> Goal
Copy every line of the items below word for word, but leave the pictures out.

Entries from a dataset

'''

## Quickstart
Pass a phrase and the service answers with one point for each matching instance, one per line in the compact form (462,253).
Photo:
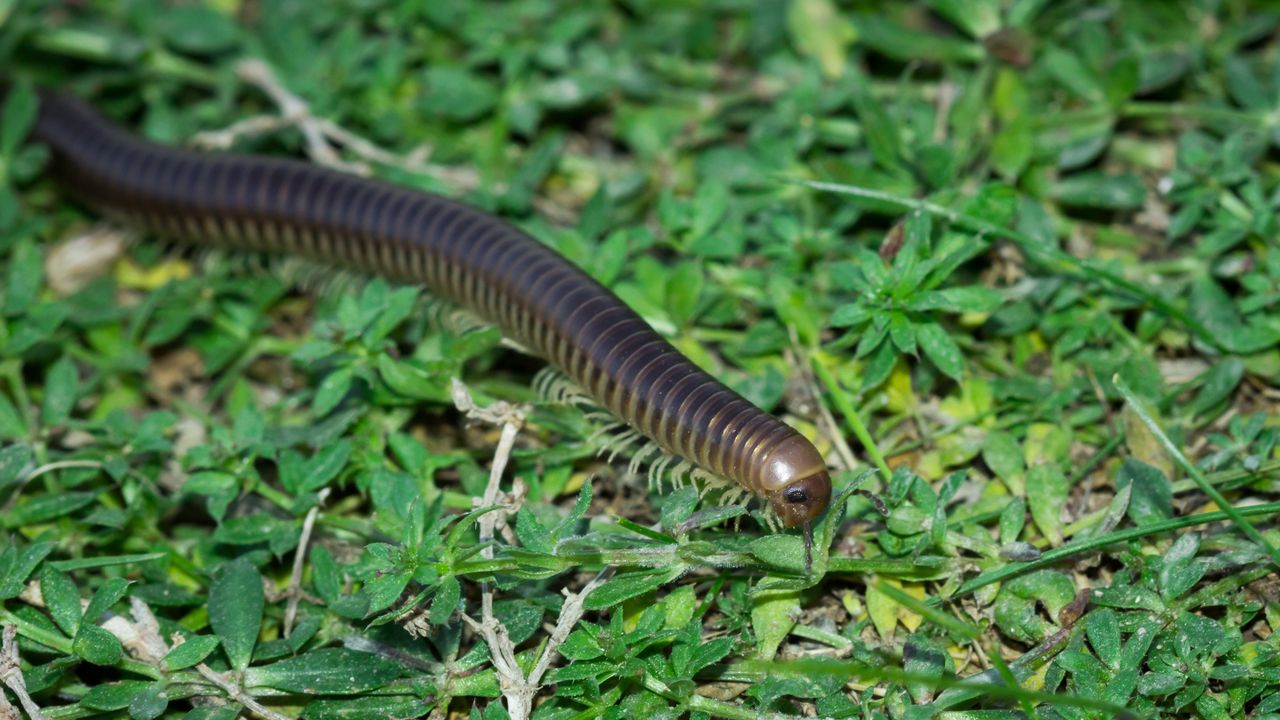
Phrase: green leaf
(17,566)
(819,31)
(684,290)
(1013,147)
(14,460)
(1152,496)
(18,118)
(325,465)
(191,652)
(62,387)
(773,615)
(457,94)
(236,604)
(199,30)
(533,536)
(22,286)
(149,703)
(375,706)
(106,596)
(901,332)
(941,350)
(332,390)
(785,551)
(1097,190)
(114,696)
(1216,384)
(446,600)
(1018,606)
(97,646)
(626,586)
(46,507)
(1000,451)
(1046,497)
(1074,74)
(329,670)
(972,299)
(1102,627)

'''

> Task answer
## Quickstart
Pass a phrase and the service answers with one point for each matching instance, one per line in the compact form (462,253).
Photo:
Phrase: green leaf
(17,566)
(819,31)
(684,290)
(1013,147)
(14,460)
(1152,496)
(18,118)
(325,465)
(191,652)
(62,387)
(773,615)
(457,94)
(236,604)
(199,30)
(533,536)
(22,286)
(149,703)
(375,706)
(106,596)
(901,332)
(941,350)
(332,390)
(785,551)
(1097,190)
(114,696)
(1216,384)
(446,600)
(1018,606)
(97,646)
(626,586)
(46,507)
(1000,451)
(1046,497)
(1074,74)
(329,670)
(972,299)
(1102,627)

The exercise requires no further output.